Text provided ▸

====

The Sinti of Central Europe are closely related to the group known as Manouche in France. They speak the Sinti-Manouche variety of Romani, which exhibits strong German influence.
Name
"Sinti" may be derived from "Sindhi", the name of a people of the Sindh region in Pakistan, a notion popular among the Sinti themselves, although the vast majority of scholars and anthropologists have claimed that there is no basis for the comparison.[2]
History
The Sinti arrived in Germany and Austria in the Late Middle Ages along with Romani from India,[3] eventually splitting into two groups: Eftavagarja ("the Seven Caravans") and Estraxarja ("from Austria"). They arrived in Germany at least before 1540.[4] The two groups expanded, the Eftavagarja into France, Portugal and Brazil, where they are called "Manouches", and the Estraxarja into Italy and Central Europe, mainly what are now Croatia, Slovenia, Hungary, Romania, the Czech Republic and Slovakia, eventually adopting various regional names. In Italy they are present mainly in Piedmont region (where in Piedmontese they are called Sinto, although the word for Gypsies is sìngher, as the Italian zingaro), with some communities in Veneto and Emilia Romagna as well.
The Holocaust
Sinti and Roma had migrated to Germany in the late 15th century and converted to Christianity. Nonetheless, they were still generally accused of being beggars and thieves, and by 1899, the police kept a central register on Gypsies. Considered by the National Socialists to be racially inferior (see Nazism and Race), Sinti and Roma were persecuted throughout Germany during the Nazi period - the Nuremberg Laws of 1935 often being interpreted to apply to them as well as the Jews. Adolf Eichmann recommended that the "Gypsy Question" be "solved" simultaneously with the Jewish Question, resulting in the deportation of the Sinti to clear room to build homes for ethnic Germans.[5] Some were sent to Poland, or elsewhere (including some deported to Yugoslavia by the Hamburg Police in 1939[6]), others were confined to designated areas, and many were eventually gassed.
In concentration camps, the Sinti were forced to wear either a black triangle, indicating their classification as 'asocial',[7] or a brown triangle, specifically reserved for Romani people.

====

Data extract ▸
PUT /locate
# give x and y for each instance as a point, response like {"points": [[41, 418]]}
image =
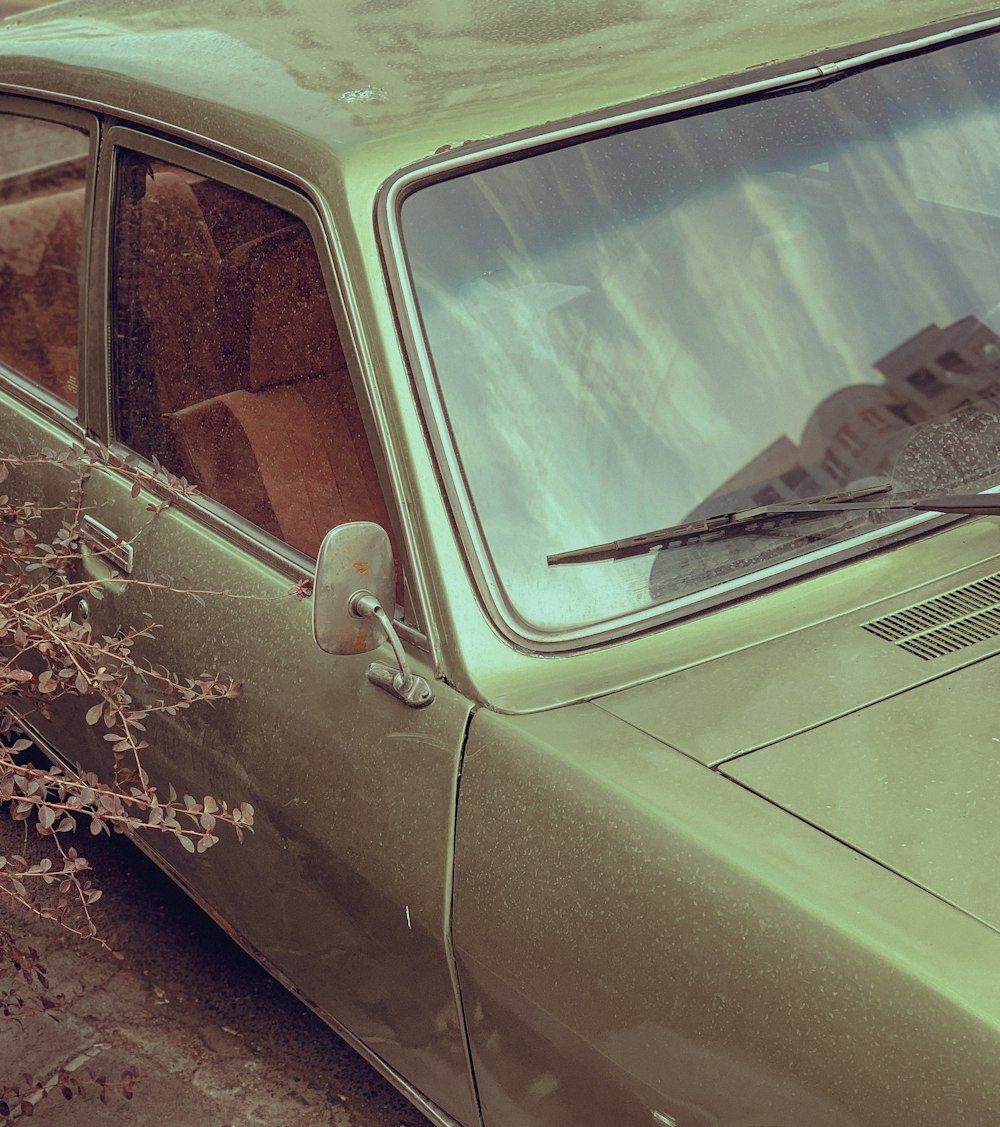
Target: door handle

====

Stated problem 1 ▸
Name every country into which the passage on the Sinti says the Estraxarja expanded.
Stated problem 2 ▸
Repeat the passage on the Sinti, starting with "The Holocaust" and going on through "were eventually gassed.".
Stated problem 3 ▸
Proceed with the passage on the Sinti from where it stops.

Answer 1 ▸
Italy, Croatia, Slovenia, Hungary, Romania, the Czech Republic, Slovakia

Answer 2 ▸
The Holocaust
Sinti and Roma had migrated to Germany in the late 15th century and converted to Christianity. Nonetheless, they were still generally accused of being beggars and thieves, and by 1899, the police kept a central register on Gypsies. Considered by the National Socialists to be racially inferior (see Nazism and Race), Sinti and Roma were persecuted throughout Germany during the Nazi period - the Nuremberg Laws of 1935 often being interpreted to apply to them as well as the Jews. Adolf Eichmann recommended that the "Gypsy Question" be "solved" simultaneously with the Jewish Question, resulting in the deportation of the Sinti to clear room to build homes for ethnic Germans.[5] Some were sent to Poland, or elsewhere (including some deported to Yugoslavia by the Hamburg Police in 1939[6]), others were confined to designated areas, and many were eventually gassed.

Answer 3 ▸
Notable Sinti
Perhaps the most famous (and influential) Sinti musician is the guitar virtuoso Django Reinhardt, who fused traditional dance hall musettes with American jazz of the day (1930s and '40s) and, along with Stéphane Grappelli and the other members of the Quintette du Hot Club de France, founded the style of music known as "Gypsy Jazz".
Other notable Sinti musicians include Drafi Deutscher and the jazz guitarists Jimmy Rosenberg and Paulus Schäfer. The Sinto Häns'che Weis produced a record in Germany in the 1970s in which he sang about the Poraimos (Romani Holocaust) in his own language. Many younger Germans first learned about this part of Holocaust history as a result of this recording. Titi Winterstein and several members of Reinhardt's clan still play traditional and modern Gypsy jazz all over Europe. The jazz keyboardist Joe Zawinul was also of Sinti descent.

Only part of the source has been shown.